Prompt:
Return the data below verbatim, starting at the line that contains "Reviewer note: confirm that every instance of the hand" and continuing through the final line, with both included.

____

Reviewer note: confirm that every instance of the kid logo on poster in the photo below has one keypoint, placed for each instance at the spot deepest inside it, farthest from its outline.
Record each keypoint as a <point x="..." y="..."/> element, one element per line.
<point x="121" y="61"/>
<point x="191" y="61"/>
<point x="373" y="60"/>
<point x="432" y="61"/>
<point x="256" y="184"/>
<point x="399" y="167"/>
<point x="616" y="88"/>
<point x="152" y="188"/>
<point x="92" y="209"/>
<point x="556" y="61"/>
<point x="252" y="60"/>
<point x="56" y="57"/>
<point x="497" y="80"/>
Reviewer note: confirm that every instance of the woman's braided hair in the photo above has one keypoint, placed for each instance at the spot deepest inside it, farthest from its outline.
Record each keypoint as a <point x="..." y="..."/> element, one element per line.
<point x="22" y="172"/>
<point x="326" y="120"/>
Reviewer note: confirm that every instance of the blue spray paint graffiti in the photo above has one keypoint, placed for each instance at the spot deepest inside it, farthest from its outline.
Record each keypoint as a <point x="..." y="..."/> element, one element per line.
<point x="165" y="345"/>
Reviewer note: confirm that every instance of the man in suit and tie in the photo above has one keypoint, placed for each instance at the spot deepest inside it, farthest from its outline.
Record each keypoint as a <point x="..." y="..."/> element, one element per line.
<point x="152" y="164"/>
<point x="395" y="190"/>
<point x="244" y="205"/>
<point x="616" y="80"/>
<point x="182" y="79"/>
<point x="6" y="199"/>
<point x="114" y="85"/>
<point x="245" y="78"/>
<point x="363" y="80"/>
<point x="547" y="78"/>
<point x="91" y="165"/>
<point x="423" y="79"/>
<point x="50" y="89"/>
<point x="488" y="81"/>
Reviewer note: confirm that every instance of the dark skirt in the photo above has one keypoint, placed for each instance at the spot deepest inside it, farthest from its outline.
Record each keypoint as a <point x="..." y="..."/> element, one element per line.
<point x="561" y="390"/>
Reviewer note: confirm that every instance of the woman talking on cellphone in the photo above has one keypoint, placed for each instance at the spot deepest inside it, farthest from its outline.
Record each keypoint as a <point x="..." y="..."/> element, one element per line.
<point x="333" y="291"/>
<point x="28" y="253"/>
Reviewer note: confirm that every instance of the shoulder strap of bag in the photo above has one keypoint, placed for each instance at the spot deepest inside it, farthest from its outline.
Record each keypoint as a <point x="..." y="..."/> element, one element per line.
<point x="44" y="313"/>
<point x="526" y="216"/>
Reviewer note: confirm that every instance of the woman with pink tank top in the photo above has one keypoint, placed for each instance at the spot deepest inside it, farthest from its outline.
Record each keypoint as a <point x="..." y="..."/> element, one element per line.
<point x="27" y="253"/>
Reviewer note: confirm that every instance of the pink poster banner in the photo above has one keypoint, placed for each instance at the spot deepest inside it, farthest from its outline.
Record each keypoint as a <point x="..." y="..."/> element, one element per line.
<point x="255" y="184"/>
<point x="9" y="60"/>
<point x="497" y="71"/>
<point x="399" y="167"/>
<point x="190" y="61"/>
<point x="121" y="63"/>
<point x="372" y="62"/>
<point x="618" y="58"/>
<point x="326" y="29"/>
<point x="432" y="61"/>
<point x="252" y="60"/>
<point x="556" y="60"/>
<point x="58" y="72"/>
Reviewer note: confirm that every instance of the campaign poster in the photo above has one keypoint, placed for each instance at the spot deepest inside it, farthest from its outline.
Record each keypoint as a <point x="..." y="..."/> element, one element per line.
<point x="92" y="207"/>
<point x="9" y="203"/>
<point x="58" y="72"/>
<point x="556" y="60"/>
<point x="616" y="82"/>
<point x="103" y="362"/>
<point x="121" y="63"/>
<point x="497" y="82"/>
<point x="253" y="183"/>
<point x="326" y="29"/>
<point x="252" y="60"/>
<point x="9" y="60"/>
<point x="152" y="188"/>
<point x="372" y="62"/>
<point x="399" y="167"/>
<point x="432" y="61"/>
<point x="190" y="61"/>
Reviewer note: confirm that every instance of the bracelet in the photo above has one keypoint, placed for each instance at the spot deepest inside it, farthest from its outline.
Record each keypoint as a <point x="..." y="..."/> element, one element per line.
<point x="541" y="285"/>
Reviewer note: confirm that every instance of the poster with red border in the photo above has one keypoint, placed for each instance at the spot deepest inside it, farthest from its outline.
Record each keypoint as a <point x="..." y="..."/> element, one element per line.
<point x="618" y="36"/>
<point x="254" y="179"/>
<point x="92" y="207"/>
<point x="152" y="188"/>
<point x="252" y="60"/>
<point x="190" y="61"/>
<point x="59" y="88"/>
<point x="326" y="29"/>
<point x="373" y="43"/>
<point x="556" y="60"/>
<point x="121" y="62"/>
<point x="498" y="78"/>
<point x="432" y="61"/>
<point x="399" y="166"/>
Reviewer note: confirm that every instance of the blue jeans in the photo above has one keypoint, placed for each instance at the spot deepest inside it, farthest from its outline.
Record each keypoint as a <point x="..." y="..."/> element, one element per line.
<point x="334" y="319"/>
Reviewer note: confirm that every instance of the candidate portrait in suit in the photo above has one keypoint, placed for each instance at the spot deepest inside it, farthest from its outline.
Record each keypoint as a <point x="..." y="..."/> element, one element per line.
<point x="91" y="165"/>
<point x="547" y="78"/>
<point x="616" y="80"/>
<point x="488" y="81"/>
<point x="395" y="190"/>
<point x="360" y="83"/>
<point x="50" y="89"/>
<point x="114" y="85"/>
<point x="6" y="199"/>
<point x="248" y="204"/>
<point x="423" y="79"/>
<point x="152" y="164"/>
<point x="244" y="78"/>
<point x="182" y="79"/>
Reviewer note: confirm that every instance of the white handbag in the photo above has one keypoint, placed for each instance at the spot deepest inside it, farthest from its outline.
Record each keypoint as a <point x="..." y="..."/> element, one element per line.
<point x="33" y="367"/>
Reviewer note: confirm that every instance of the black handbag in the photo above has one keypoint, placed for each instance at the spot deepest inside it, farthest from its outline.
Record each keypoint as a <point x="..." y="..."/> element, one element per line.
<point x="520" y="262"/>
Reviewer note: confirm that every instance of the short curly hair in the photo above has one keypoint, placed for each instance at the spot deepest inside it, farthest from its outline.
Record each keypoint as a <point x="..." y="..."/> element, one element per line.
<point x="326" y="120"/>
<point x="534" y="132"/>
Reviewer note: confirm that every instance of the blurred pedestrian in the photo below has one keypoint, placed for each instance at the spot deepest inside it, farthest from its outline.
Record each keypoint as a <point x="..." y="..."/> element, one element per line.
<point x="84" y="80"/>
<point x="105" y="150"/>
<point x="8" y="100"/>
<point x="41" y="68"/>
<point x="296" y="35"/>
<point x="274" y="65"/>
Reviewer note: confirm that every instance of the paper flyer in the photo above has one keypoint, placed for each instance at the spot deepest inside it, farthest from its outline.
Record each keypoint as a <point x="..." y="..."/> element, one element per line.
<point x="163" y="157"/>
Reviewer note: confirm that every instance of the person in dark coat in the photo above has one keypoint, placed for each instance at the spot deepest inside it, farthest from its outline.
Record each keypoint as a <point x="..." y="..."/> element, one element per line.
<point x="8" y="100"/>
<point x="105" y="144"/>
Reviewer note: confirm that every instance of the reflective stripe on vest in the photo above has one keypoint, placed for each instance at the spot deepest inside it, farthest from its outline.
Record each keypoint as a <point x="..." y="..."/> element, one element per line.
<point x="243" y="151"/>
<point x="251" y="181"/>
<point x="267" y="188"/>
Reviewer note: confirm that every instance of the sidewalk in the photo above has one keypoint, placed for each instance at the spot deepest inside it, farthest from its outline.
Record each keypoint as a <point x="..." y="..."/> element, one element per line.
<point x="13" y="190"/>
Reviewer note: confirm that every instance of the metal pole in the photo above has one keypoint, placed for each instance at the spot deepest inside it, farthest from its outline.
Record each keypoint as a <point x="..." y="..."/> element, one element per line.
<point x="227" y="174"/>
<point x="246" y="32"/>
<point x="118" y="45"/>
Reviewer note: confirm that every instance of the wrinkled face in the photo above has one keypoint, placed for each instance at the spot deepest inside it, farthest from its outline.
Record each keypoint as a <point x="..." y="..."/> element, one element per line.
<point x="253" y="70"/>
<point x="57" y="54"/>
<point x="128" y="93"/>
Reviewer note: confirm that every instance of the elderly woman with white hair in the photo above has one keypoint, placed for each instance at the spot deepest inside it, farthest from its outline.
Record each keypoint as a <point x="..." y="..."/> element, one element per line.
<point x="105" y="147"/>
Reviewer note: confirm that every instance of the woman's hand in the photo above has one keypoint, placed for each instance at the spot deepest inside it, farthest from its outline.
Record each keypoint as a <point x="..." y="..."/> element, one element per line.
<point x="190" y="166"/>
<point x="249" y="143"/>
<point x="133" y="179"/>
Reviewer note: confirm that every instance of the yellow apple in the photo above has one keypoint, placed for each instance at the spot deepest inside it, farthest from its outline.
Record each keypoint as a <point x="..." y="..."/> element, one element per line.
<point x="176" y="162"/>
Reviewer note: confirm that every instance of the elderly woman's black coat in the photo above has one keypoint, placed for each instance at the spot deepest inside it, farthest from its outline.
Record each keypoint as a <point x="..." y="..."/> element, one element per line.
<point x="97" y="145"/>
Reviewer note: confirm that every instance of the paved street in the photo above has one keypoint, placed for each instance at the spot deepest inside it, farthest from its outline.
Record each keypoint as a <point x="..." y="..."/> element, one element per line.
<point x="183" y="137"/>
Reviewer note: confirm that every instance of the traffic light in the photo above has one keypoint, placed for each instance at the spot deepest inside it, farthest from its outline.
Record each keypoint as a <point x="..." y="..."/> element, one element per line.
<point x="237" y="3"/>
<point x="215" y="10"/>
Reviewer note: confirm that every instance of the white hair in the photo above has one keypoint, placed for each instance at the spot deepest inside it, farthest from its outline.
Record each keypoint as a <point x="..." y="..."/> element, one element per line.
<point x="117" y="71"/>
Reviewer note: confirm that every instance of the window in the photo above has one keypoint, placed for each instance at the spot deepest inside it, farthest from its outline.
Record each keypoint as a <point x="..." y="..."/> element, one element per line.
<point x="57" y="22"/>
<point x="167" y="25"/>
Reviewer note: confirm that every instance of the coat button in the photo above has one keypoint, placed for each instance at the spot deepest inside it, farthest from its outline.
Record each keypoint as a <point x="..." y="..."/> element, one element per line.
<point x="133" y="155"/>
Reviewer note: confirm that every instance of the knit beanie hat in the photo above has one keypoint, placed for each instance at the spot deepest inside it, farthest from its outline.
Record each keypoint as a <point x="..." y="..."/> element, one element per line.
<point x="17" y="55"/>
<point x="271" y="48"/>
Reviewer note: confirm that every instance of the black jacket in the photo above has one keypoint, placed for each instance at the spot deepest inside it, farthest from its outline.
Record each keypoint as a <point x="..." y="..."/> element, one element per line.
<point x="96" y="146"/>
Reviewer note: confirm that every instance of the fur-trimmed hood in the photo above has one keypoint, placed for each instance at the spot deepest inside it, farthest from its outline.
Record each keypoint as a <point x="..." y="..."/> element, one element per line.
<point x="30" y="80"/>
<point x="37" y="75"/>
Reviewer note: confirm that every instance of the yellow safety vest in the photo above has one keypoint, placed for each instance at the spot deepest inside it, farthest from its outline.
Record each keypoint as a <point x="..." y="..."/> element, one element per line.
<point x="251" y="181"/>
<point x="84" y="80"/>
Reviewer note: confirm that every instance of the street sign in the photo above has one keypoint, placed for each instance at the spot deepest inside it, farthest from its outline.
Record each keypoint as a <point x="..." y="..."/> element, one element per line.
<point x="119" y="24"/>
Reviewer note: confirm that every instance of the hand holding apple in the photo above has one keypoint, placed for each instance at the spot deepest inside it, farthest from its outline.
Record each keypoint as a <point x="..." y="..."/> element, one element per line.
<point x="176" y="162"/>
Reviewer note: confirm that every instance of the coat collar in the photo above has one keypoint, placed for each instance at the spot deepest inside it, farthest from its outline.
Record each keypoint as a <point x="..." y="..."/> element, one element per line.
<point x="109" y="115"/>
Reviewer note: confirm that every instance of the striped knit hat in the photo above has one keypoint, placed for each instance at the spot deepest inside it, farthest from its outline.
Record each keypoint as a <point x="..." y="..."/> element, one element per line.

____

Written answer:
Reviewer note: confirm that every instance of the hand holding apple in the photo above has one keypoint, placed for each instance at the spot deepest inside it, farthest from its outline.
Record each keypoint as a <point x="..." y="..."/> element, one element per line.
<point x="176" y="162"/>
Reviewer note: confirm that every instance of the coat collar in the photo above has one keypoint, placed for each instance at the spot deepest inside it, farthest from its outline.
Record each keypoint as a <point x="..." y="..."/> element, one element per line.
<point x="109" y="115"/>
Reviewer note: confirm that every instance of the striped knit hat in the photo above has one keypoint, placed for each instance at the spot deepest inside it, farthest from its outline.
Record each keypoint as a <point x="..." y="..."/> element, one element per line.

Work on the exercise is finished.